◆ Supplied records
════

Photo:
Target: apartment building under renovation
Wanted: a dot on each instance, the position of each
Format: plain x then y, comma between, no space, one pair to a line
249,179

════

◆ Work instruction
The full set of entries should be copied out exactly as given.

◆ Response to the exercise
Photo:
Target: apartment building under renovation
Wanted: a dot on each instance, the position of each
Format: plain x then y, comma between, no space, one pair to a line
249,179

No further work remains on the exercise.